Dataset records START

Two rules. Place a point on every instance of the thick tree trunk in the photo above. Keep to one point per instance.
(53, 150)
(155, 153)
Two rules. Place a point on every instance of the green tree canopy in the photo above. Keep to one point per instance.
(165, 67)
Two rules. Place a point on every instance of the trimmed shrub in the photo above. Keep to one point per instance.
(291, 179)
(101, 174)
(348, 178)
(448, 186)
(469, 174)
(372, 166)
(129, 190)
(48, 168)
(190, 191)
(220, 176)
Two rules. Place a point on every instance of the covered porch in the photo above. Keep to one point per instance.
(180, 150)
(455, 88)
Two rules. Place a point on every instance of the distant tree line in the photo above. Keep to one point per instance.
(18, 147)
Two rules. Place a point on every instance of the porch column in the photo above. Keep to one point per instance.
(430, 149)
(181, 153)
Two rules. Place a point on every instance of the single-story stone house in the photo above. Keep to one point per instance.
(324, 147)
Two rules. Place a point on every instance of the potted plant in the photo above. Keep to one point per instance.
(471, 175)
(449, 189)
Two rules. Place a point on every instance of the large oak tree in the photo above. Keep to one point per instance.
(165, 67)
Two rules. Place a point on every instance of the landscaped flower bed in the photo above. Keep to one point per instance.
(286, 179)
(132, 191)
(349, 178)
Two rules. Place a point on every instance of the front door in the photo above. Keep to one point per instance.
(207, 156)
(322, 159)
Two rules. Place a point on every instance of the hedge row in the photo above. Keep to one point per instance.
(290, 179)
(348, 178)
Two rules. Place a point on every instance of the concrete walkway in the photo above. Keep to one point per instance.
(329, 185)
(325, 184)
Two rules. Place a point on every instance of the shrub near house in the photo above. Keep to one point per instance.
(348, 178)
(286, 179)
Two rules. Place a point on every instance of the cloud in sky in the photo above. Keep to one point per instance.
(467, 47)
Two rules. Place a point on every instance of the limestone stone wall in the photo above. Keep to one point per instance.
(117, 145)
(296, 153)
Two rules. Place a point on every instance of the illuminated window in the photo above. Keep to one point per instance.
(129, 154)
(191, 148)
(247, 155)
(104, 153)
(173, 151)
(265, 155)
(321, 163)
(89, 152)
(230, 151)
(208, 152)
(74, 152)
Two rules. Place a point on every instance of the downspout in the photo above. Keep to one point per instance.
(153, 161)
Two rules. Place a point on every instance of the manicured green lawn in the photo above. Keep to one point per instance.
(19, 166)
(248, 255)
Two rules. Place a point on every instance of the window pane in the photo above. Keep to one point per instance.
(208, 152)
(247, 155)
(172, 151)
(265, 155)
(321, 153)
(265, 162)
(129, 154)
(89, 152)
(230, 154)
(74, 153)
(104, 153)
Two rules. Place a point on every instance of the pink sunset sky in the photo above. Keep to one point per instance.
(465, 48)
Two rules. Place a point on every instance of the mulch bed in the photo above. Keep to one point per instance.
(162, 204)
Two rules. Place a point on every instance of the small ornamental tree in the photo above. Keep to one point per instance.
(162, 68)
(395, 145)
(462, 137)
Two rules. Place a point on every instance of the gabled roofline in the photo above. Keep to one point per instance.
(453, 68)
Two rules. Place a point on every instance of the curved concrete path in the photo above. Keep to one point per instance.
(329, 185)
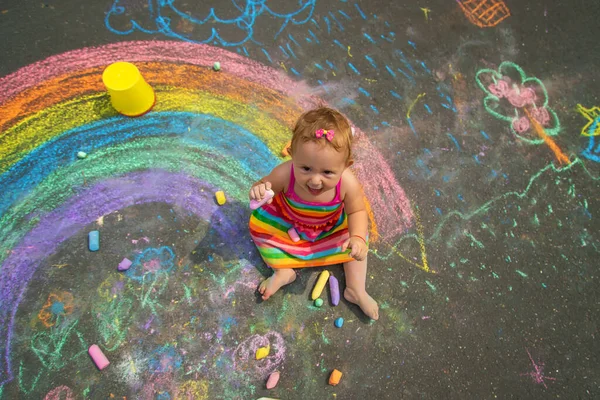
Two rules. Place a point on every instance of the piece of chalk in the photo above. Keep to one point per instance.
(335, 377)
(273, 379)
(286, 149)
(320, 285)
(334, 290)
(262, 352)
(124, 265)
(293, 235)
(254, 204)
(98, 356)
(94, 240)
(220, 196)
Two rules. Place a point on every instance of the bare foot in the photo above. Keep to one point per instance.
(364, 301)
(280, 277)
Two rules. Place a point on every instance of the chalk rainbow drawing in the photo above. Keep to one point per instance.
(208, 131)
(165, 15)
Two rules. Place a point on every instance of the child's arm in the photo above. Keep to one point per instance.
(275, 181)
(358, 221)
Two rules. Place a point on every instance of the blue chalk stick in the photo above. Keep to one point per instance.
(334, 290)
(94, 240)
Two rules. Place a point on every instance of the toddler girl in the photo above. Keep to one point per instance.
(318, 195)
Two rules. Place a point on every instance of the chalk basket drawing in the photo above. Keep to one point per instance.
(170, 20)
(485, 13)
(519, 100)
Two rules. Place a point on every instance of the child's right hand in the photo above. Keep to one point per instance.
(258, 192)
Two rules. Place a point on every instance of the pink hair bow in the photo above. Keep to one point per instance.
(323, 132)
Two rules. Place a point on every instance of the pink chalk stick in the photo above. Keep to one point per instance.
(124, 265)
(254, 204)
(98, 356)
(334, 290)
(273, 379)
(293, 235)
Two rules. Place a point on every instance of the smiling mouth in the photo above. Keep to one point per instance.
(314, 191)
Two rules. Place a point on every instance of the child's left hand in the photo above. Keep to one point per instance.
(358, 248)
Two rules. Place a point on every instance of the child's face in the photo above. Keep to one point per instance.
(317, 168)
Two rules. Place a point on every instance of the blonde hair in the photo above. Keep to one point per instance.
(328, 119)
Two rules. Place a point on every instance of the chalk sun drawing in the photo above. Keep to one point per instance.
(49, 108)
(168, 18)
(592, 128)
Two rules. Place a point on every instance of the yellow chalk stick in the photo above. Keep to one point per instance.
(220, 196)
(335, 377)
(320, 285)
(262, 352)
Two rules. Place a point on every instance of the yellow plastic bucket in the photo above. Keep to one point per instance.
(129, 93)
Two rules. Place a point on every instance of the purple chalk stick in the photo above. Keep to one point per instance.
(334, 290)
(124, 265)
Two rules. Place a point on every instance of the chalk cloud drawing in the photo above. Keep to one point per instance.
(512, 96)
(120, 19)
(484, 13)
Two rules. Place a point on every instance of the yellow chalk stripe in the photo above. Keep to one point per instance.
(43, 126)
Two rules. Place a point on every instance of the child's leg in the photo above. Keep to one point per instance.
(356, 276)
(281, 277)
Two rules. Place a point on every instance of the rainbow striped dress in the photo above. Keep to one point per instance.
(322, 227)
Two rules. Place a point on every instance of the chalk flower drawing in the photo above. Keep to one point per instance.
(56, 305)
(511, 94)
(170, 20)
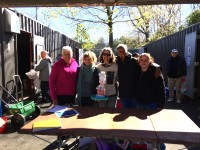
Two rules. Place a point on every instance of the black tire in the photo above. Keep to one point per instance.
(37, 112)
(18, 120)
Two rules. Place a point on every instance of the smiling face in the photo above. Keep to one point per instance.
(144, 62)
(174, 54)
(87, 60)
(121, 53)
(106, 56)
(67, 55)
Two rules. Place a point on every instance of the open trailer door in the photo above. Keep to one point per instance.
(190, 58)
(38, 46)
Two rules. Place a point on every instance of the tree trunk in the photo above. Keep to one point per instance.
(110, 26)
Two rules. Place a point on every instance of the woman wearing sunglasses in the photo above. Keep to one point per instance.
(109, 66)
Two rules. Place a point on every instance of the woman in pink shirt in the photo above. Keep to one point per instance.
(63, 78)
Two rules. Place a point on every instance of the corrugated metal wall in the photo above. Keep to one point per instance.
(54, 41)
(161, 49)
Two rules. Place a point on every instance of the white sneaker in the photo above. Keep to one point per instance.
(170, 99)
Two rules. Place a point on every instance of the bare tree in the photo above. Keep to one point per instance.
(92, 16)
(155, 21)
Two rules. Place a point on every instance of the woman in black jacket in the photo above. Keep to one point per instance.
(150, 90)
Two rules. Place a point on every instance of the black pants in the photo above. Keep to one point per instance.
(45, 91)
(66, 99)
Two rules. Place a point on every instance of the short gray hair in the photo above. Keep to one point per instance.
(67, 48)
(124, 46)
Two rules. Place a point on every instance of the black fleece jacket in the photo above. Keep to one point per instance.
(127, 70)
(150, 89)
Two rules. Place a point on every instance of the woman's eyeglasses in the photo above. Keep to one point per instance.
(104, 54)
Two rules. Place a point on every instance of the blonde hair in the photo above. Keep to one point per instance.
(151, 59)
(124, 46)
(67, 48)
(91, 55)
(112, 55)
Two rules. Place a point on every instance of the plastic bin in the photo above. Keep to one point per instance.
(167, 91)
(24, 107)
(3, 127)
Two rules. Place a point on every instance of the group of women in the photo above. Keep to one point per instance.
(136, 81)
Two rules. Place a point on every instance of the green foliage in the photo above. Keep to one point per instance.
(83, 37)
(130, 42)
(193, 18)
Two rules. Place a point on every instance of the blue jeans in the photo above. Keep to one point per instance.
(129, 102)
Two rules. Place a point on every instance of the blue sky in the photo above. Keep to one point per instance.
(119, 29)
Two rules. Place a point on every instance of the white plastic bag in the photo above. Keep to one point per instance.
(32, 74)
(183, 88)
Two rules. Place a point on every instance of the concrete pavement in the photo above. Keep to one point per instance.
(12, 140)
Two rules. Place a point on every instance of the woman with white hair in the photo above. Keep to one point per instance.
(63, 78)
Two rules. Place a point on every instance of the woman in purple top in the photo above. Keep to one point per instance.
(63, 78)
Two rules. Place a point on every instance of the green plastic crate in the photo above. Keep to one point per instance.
(24, 108)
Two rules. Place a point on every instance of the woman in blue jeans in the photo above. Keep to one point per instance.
(150, 91)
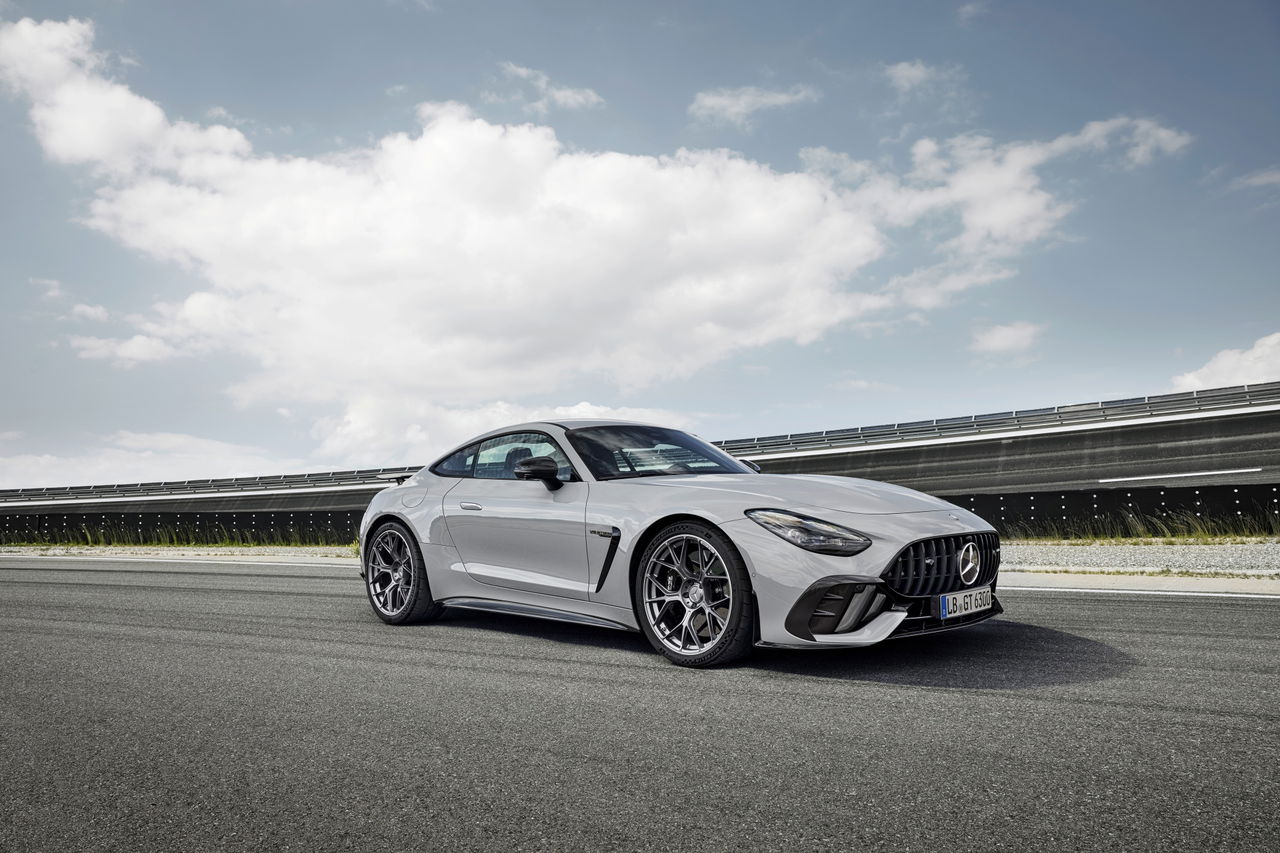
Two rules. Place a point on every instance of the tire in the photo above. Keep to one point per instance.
(684, 573)
(396, 576)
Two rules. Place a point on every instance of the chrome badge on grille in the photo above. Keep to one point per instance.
(970, 561)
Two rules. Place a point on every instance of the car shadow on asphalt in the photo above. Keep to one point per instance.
(1000, 653)
(997, 655)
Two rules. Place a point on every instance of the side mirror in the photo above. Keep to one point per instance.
(539, 468)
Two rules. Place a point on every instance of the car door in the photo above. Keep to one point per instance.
(519, 533)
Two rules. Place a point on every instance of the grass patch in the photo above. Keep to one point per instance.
(1146, 573)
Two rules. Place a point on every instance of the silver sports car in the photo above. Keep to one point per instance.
(644, 528)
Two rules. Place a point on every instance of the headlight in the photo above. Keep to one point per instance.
(810, 534)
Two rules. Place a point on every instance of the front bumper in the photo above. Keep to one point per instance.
(841, 611)
(791, 583)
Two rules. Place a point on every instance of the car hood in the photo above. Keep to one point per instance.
(782, 491)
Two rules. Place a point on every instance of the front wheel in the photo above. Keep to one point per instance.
(694, 596)
(396, 576)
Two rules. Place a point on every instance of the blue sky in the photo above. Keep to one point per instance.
(255, 237)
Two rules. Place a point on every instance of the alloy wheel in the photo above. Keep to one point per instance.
(391, 571)
(688, 594)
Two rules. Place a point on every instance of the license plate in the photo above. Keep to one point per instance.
(961, 603)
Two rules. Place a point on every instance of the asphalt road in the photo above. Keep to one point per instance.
(154, 706)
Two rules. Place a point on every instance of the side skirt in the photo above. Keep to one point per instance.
(534, 611)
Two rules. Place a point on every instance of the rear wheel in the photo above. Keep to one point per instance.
(694, 596)
(396, 576)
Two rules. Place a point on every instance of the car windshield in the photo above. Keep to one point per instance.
(625, 451)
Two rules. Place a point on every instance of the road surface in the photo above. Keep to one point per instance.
(154, 705)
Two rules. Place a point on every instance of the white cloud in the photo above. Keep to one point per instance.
(1011, 337)
(737, 105)
(138, 457)
(408, 286)
(53, 287)
(863, 384)
(1150, 138)
(968, 12)
(1260, 179)
(90, 311)
(1260, 363)
(915, 77)
(549, 95)
(124, 352)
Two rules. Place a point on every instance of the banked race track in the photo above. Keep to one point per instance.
(248, 705)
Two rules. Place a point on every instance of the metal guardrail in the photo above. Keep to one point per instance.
(1134, 407)
(1137, 407)
(370, 477)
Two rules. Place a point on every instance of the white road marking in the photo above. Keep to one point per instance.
(1138, 592)
(186, 562)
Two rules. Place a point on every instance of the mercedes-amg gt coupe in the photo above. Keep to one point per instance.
(634, 527)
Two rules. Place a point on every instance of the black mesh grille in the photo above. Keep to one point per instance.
(932, 568)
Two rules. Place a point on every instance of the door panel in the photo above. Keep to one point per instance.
(524, 536)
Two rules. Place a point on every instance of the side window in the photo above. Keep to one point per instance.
(458, 464)
(498, 456)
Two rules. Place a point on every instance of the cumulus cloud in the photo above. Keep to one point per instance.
(51, 286)
(138, 457)
(1009, 338)
(737, 105)
(1260, 363)
(969, 12)
(408, 284)
(915, 77)
(1260, 179)
(548, 95)
(124, 352)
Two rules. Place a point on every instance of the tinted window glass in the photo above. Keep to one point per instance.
(615, 452)
(458, 464)
(498, 456)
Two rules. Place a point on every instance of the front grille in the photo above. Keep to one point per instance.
(932, 566)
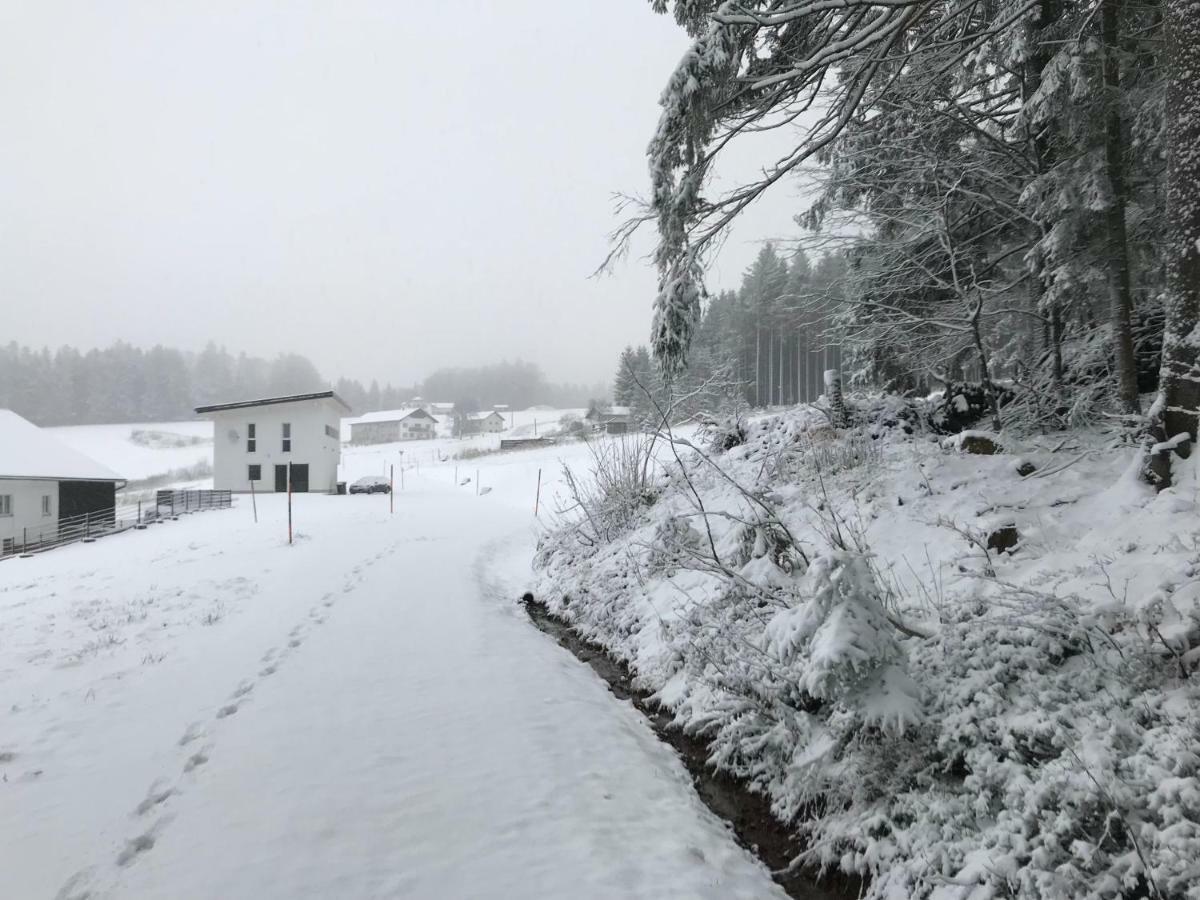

Dataset records END

**Assignment**
Everything from the line containing "the side window" to the last line of the listing above must be reproduced exactly, with no pictures included.

**Task result**
Two rules. Place a point on every instance of the side window in the photo above. Keep to one point per instance.
(458, 464)
(498, 456)
Two rules. Place a point on every instance of the cumulus cloud in the photo above. Keep to one point per instance.
(51, 286)
(138, 457)
(1009, 338)
(737, 105)
(1260, 363)
(969, 12)
(408, 284)
(915, 77)
(1260, 179)
(548, 95)
(124, 352)
Two rules. Place a point on every instance of the tinted window glass in the photo above. Keep to one point per instance.
(615, 452)
(458, 464)
(498, 456)
Two rules. Place a point on every instance of the front grille in the photo above. Keep to one point per instance.
(932, 566)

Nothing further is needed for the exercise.